» BRIEF
Copy out all of the data that follows, substituting "upper-left corner" for every occurrence of "top-left corner" and leaving everything else unchanged.

» AVAILABLE DATA
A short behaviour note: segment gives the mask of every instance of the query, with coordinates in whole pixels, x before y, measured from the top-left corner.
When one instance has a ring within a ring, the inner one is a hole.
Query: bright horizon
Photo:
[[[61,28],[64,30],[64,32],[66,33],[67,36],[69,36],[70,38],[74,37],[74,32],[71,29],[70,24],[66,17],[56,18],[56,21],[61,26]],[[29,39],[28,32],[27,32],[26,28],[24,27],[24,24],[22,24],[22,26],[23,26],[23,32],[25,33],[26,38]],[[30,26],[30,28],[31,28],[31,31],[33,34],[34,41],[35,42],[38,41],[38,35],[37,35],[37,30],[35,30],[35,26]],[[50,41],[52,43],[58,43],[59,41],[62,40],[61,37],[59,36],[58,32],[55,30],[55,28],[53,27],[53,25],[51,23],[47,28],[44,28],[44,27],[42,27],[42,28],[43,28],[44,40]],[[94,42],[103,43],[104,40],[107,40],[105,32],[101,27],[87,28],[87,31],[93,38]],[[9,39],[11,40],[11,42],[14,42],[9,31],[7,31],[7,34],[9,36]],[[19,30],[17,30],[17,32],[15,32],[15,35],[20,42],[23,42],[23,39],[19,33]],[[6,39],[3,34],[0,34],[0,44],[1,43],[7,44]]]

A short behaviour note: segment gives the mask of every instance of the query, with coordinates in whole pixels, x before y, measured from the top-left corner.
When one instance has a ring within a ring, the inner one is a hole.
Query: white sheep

» RESPONSE TO THIS TASK
A short behaviour note: segment gives the mask of every instance of the query, with coordinates in whole pixels, x before y, measured from the upper-left corner.
When one instance has a ring within a ring, the inner one is a hole.
Query: bright horizon
Photo:
[[[61,28],[64,30],[64,32],[66,33],[67,36],[69,36],[70,38],[74,37],[74,32],[71,29],[70,24],[66,17],[56,18],[56,21],[61,26]],[[29,39],[28,32],[27,32],[26,28],[24,27],[24,24],[22,24],[22,26],[23,26],[23,32],[25,33],[26,38]],[[30,26],[30,28],[31,28],[31,31],[33,34],[34,41],[35,42],[38,41],[38,35],[37,35],[37,30],[35,30],[35,26]],[[50,41],[52,43],[58,43],[59,41],[62,40],[61,37],[59,36],[58,32],[55,30],[55,28],[53,27],[53,25],[51,23],[47,28],[44,28],[44,27],[42,27],[42,28],[43,28],[44,40]],[[94,42],[103,43],[104,40],[107,40],[105,32],[101,27],[87,28],[87,31],[93,38]],[[9,39],[11,40],[11,42],[14,42],[9,31],[7,31],[7,34],[9,36]],[[19,30],[17,30],[17,32],[15,32],[15,35],[20,42],[23,42],[23,39],[19,33]],[[6,39],[3,34],[0,34],[0,44],[1,43],[7,44]]]

A short behaviour note: segment gives the mask of every instance of the query, with coordinates in whole pixels, x before y, measured from the upper-left corner.
When one instance has a ring within a ring, the inner one is a hole.
Query: white sheep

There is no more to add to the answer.